>> BEGIN INFORMATION SUPPLIED
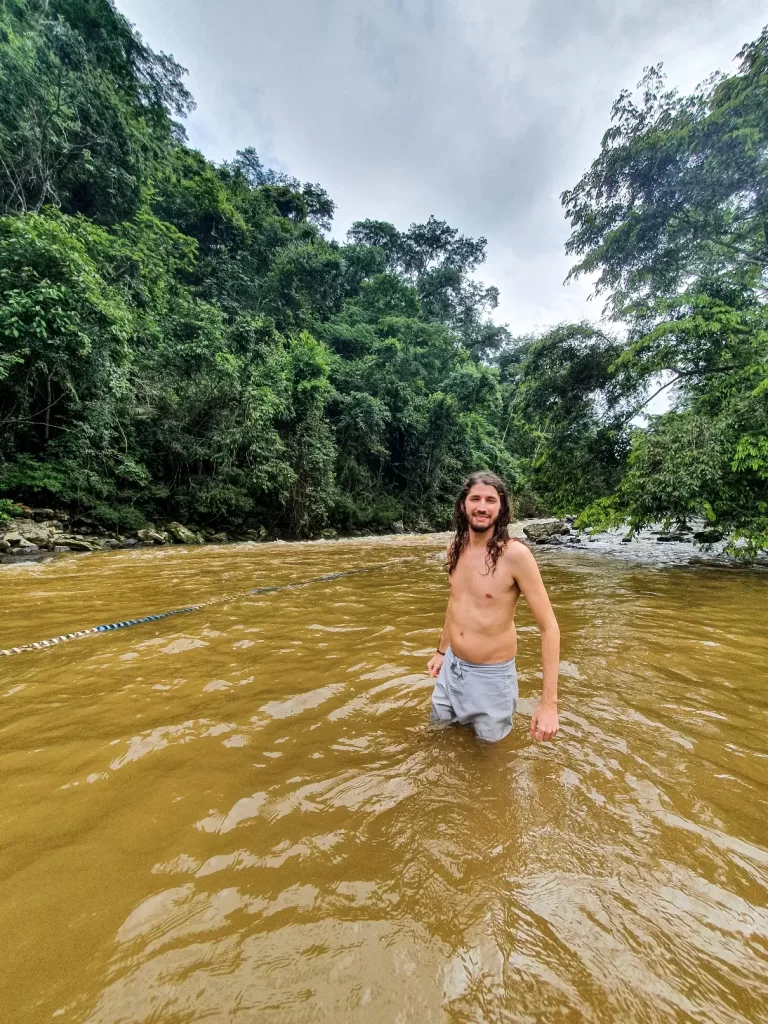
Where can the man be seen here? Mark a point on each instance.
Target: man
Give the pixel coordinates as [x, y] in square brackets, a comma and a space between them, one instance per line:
[474, 663]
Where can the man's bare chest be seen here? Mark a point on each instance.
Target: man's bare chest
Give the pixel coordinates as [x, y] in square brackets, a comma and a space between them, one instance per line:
[475, 581]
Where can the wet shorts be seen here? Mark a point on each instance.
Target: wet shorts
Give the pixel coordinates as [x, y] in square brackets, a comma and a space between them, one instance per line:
[481, 695]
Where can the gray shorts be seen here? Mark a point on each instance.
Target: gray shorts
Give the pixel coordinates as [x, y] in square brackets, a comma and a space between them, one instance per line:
[481, 695]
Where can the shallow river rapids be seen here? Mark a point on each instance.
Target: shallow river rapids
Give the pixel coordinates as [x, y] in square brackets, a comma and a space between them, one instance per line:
[242, 814]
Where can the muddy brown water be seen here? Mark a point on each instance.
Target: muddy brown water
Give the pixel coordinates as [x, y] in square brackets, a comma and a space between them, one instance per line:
[243, 815]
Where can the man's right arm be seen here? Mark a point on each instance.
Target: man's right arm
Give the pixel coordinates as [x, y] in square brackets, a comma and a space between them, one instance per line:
>> END INFORMATION SUPPLIED
WHAT TO DO:
Put each line of the data above into a Markdown table with the columns Row and Text, numbering the rows and omitting blank lines. Leave the pictures out.

EXERCISE SOLUTION:
| Row | Text |
|---|---|
| 1 | Where can the man be seen here? Mark a point on each instance. |
| 2 | Target: man |
| 3 | Give the pixel coordinates as [x, y] in square brackets, a comma and a space between them, one instance per line: |
| 4 | [474, 663] |
| 5 | Where can the man's bare chest be seen here? Mark a point on each instance. |
| 6 | Target: man's bare chest |
| 7 | Give the pixel coordinates as [x, y] in square brackets, a comma and a space between them, one instance per line: |
| 8 | [475, 581] |
| 9 | Where can the wet shorts be seen here? Mark a point on each instance. |
| 10 | Target: wet shorts |
| 11 | Give the pixel coordinates as [x, y] in square brackets, a comma and a space between them, one instance per line: |
| 12 | [481, 695] |
| 13 | Where can the gray shorts be seen here? Mark a point on each instance. |
| 14 | Target: gray shorts |
| 15 | Give the pixel coordinates as [x, y] in square brackets, a comma and a space between them, one instance per line: |
| 16 | [481, 695] |
| 17 | Where can the shallow river rapids be seen here? Mark a point on each instance. |
| 18 | Target: shallow river rapids |
| 19 | Give the pixel coordinates as [x, y] in square brackets, a comma and a space between them, one instance per line: |
| 20 | [242, 814] |
| 21 | Where can the muddy brown water be seen here? Mark a point on each instance. |
| 22 | Target: muddy brown water |
| 23 | Give the pixel coordinates as [x, y] in square brackets, a comma and a space between them, one instance per line: |
| 24 | [243, 815] |
| 25 | Where can the man's right arm be seen here? Mark a point on each instance. |
| 26 | Target: man's right arm |
| 27 | Give the pixel coordinates as [x, y] in square brackets, a comma and a space between them, one instance per line: |